## WHAT NEEDS TO BE DONE
Could you convert the material below, from the line with "The locate routine indicates the white sea" to the line with "x=310 y=208", both included, into a Markdown table with the columns Row and Line, numbering each row and omitting blank lines?

---------- LISTING

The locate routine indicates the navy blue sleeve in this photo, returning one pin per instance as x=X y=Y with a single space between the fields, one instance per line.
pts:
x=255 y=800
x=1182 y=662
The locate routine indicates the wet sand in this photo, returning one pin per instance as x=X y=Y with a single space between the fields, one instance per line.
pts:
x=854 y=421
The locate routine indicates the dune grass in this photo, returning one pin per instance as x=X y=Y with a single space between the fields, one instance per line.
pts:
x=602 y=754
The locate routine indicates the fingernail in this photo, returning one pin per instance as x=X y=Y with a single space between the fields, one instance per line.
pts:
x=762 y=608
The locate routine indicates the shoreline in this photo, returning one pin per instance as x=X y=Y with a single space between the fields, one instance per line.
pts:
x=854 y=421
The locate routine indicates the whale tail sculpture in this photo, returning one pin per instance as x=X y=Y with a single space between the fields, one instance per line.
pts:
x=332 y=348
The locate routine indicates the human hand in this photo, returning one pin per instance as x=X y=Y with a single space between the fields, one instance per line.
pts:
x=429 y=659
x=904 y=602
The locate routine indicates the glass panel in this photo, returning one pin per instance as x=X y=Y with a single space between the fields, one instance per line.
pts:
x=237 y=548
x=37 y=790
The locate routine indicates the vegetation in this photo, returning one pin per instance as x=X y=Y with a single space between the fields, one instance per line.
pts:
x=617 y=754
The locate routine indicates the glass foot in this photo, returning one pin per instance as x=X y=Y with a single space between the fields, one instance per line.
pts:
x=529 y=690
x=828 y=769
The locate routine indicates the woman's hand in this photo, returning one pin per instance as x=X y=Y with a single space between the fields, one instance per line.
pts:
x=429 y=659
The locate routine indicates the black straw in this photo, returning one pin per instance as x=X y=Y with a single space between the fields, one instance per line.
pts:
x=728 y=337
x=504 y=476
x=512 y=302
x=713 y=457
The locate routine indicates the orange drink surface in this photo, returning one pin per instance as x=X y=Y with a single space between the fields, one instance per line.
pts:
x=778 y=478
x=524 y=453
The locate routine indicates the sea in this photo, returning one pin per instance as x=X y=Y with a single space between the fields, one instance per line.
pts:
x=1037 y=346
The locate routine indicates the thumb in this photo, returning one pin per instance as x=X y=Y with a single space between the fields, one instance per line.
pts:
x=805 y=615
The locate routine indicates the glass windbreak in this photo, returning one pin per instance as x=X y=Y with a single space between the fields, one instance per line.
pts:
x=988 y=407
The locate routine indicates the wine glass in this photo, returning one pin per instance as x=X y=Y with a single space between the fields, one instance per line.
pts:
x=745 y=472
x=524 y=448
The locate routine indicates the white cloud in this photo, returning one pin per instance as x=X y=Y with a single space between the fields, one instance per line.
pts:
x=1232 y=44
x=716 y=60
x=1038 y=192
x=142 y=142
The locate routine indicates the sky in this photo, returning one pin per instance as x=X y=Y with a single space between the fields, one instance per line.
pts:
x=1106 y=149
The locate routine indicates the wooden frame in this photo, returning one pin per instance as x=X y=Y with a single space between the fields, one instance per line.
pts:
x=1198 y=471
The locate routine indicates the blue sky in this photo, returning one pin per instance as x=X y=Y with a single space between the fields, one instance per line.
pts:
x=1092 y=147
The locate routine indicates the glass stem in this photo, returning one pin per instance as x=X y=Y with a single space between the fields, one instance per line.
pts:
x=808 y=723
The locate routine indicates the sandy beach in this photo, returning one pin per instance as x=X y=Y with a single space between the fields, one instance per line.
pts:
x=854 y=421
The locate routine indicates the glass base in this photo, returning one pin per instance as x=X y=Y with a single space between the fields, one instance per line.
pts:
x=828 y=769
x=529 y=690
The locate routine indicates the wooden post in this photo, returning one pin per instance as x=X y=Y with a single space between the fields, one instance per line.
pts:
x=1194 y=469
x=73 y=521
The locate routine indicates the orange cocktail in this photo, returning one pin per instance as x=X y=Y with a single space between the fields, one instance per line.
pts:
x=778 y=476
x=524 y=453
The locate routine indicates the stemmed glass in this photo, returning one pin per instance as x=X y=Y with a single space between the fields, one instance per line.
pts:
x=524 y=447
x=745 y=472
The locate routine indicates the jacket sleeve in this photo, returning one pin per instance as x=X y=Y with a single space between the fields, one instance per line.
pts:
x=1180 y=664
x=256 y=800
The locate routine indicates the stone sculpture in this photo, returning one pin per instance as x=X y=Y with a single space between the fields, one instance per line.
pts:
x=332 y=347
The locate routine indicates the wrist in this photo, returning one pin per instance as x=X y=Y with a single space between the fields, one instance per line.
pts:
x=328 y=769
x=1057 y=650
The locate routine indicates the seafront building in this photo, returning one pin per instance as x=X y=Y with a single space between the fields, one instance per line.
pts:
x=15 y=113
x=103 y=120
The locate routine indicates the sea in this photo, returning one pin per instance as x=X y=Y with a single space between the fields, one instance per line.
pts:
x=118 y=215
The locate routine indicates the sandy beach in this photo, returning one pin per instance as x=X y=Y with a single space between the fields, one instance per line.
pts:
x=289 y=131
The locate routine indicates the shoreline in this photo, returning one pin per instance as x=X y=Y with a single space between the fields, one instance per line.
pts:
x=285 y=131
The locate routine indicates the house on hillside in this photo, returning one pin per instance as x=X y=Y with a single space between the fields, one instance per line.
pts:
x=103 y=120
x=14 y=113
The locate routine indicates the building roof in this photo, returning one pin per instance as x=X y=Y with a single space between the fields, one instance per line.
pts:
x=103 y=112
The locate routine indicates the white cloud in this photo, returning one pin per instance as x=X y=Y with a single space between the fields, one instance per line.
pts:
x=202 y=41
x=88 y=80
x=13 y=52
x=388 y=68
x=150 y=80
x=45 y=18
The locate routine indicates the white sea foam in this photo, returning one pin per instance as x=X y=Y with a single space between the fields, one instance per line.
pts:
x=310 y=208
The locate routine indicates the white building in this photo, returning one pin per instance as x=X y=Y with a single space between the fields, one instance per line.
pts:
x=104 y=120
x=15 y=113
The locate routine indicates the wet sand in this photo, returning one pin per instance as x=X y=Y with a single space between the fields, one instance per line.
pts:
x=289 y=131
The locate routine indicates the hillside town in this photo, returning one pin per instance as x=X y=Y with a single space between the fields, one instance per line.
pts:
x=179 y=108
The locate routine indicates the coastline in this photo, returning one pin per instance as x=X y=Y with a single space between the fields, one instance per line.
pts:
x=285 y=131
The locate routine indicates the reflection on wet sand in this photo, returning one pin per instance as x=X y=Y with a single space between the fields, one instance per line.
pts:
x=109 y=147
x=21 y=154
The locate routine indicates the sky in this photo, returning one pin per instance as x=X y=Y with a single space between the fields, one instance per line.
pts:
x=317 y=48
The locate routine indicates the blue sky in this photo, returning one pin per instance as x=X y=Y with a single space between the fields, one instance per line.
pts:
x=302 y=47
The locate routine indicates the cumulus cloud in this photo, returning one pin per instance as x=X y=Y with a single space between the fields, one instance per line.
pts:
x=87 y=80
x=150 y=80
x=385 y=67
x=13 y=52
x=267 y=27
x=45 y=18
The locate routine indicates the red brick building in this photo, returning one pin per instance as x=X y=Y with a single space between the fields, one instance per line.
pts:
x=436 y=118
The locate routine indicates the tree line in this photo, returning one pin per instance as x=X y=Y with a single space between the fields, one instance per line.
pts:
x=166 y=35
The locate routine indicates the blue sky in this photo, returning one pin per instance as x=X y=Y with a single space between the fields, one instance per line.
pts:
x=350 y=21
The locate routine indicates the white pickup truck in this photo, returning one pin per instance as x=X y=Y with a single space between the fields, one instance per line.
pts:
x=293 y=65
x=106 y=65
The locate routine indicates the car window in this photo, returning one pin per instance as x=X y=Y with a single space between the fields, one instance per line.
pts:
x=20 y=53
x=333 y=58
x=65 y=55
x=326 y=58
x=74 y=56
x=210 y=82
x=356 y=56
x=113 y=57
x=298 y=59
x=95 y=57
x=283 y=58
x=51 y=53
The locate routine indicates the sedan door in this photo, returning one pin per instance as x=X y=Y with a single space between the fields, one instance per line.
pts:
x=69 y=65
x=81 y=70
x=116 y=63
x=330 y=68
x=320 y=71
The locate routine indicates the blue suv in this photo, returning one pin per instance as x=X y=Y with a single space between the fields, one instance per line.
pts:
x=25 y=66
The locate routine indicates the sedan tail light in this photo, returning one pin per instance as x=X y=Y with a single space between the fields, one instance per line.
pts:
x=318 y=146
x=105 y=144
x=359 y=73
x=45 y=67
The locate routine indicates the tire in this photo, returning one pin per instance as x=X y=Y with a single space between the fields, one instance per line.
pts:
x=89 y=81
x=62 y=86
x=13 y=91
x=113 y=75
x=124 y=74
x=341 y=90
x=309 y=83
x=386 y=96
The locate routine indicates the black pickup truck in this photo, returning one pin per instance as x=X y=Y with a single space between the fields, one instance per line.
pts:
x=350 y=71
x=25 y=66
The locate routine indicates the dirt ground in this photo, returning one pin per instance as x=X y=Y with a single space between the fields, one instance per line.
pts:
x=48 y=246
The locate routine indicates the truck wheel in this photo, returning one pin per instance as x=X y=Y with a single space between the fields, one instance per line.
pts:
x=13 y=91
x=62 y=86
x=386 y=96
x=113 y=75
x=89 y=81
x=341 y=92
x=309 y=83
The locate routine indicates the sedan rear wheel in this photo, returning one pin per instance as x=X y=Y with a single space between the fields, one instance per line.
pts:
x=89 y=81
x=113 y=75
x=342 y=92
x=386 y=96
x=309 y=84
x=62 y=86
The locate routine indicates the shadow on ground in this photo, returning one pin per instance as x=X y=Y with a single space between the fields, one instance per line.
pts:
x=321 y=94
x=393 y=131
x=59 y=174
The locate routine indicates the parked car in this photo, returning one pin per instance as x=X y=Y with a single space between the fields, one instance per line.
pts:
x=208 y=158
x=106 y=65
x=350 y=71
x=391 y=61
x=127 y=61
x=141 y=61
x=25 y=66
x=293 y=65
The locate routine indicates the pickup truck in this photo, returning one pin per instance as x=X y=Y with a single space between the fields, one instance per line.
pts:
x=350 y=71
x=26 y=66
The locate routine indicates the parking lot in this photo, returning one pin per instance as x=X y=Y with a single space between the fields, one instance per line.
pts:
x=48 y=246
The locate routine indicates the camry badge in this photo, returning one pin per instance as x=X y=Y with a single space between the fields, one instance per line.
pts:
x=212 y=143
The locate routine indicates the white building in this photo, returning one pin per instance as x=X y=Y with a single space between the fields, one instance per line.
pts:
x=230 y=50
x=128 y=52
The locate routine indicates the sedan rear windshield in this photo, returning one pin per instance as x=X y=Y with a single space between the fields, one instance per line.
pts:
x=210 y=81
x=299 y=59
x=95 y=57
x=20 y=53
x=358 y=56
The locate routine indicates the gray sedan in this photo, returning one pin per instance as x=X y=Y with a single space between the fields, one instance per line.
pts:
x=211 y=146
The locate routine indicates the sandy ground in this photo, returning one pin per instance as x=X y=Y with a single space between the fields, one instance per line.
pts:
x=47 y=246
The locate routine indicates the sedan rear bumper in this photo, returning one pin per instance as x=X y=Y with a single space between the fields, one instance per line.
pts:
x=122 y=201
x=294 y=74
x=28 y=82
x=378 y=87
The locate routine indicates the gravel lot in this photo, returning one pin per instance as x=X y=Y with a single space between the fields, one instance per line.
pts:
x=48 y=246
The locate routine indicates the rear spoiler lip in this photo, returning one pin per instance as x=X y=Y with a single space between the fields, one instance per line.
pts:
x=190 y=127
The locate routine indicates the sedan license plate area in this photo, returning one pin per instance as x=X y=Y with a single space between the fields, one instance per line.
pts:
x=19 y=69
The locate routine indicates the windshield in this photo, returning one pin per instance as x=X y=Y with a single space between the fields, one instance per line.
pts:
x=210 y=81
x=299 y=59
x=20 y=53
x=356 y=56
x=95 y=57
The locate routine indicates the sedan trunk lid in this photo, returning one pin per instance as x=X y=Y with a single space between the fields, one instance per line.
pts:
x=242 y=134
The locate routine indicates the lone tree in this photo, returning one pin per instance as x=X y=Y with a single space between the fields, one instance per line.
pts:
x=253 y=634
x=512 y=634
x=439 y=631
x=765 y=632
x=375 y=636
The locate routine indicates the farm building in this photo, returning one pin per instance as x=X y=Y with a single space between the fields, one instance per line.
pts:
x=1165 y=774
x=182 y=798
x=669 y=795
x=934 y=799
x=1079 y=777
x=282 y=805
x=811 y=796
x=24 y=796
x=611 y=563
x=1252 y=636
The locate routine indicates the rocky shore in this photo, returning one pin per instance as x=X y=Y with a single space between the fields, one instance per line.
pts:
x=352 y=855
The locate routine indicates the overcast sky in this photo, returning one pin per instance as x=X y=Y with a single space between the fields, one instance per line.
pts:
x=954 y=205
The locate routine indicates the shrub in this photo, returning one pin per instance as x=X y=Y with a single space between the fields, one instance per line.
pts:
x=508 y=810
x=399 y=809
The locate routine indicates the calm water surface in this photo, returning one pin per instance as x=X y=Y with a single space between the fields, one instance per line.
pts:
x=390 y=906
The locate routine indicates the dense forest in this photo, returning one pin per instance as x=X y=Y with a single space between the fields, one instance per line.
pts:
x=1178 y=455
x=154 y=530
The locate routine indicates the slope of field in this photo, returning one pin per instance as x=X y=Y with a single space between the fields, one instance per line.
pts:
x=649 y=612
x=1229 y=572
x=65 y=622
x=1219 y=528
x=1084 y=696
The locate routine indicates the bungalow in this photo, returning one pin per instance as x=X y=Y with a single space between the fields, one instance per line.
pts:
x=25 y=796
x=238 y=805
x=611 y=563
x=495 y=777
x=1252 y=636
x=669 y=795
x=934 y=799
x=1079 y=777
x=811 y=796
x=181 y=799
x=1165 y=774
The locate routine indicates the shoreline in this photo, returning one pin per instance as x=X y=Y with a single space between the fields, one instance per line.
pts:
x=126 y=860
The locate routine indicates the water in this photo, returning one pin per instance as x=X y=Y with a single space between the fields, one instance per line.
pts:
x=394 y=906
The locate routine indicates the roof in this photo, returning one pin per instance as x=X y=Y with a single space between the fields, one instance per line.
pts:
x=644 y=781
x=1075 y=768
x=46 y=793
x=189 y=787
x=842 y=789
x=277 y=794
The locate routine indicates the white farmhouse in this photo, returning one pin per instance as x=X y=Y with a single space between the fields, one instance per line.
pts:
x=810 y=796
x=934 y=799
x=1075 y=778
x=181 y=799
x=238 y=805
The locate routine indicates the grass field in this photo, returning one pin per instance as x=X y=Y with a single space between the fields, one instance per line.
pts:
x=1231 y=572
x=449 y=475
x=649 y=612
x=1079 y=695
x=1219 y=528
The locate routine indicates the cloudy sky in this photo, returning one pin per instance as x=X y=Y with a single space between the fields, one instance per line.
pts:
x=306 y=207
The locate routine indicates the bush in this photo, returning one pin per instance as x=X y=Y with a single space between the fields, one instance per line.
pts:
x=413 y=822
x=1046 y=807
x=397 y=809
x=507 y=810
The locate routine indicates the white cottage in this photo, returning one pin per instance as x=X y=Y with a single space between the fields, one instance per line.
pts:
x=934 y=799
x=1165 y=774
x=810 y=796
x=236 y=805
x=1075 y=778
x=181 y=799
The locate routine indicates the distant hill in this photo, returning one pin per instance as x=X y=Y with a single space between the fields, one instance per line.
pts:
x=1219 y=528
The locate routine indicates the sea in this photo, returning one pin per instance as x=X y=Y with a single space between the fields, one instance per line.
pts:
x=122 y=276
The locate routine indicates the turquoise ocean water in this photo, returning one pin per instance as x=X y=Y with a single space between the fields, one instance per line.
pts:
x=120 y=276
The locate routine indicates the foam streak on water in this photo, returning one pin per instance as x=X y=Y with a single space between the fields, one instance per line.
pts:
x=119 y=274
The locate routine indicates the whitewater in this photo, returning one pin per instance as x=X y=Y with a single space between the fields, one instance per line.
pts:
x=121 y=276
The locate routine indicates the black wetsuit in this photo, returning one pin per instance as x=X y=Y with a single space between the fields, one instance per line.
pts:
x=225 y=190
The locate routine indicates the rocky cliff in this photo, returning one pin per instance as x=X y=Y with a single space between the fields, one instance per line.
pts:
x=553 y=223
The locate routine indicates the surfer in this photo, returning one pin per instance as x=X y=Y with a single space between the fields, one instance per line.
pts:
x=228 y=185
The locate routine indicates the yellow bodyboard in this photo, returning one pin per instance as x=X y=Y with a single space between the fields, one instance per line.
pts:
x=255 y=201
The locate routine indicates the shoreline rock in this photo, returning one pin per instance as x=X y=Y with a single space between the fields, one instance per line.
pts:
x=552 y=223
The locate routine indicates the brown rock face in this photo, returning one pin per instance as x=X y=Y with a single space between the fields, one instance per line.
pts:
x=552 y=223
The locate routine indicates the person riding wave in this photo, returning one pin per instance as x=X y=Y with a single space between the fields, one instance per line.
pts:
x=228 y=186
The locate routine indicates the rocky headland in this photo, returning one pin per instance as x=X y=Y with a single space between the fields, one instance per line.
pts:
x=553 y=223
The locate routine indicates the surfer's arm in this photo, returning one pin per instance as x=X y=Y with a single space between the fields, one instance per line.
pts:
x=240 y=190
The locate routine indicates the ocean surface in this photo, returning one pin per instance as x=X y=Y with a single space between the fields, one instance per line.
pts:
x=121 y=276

--------------------

## THE RESULT
| Row | Line |
|---|---|
| 1 | The locate routine indicates the white sea foam in this photo, returning one pin per instance as x=X y=Y with a single space between the fields, one instance per line. |
| 2 | pts: |
| 3 | x=310 y=208 |